- EXERCISE BRIEF
Please extract the lines below, unchanged, starting at the line that contains "Reviewer note: every instance of the far" and continuing through the final line, both ends included.

[BEGIN WORKING DATA]

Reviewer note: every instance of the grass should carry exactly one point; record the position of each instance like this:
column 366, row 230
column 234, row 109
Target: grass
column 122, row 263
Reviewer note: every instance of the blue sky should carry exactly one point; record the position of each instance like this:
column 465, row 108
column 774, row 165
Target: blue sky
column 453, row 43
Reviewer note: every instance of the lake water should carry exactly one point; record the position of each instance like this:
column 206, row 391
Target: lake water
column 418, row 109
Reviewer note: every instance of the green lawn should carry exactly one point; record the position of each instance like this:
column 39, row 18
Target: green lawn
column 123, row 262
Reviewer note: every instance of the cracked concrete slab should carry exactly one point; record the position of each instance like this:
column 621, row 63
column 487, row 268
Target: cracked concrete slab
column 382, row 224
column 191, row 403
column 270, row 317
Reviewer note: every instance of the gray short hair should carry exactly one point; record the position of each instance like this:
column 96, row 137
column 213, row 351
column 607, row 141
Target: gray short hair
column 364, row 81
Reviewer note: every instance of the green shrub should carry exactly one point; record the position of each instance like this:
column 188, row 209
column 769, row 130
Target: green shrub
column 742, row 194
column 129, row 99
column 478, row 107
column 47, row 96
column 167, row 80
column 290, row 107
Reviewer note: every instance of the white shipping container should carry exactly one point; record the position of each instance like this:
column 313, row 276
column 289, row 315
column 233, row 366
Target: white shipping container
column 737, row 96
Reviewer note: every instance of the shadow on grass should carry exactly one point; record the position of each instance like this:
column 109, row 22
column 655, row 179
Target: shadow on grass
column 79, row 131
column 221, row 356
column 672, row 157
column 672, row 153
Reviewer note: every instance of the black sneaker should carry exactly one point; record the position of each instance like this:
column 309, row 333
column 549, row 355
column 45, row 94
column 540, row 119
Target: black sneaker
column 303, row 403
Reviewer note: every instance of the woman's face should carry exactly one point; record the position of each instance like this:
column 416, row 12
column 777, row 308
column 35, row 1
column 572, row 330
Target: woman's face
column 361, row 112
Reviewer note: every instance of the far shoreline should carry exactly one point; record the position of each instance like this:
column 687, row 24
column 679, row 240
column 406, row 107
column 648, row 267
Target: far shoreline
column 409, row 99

[END WORKING DATA]

- SOLUTION TO THE PROBLEM
Reviewer note: every instance of the far shoreline should carry exactly one point; record the position of each instance like this:
column 687, row 24
column 679, row 240
column 406, row 107
column 648, row 267
Target: far shoreline
column 409, row 99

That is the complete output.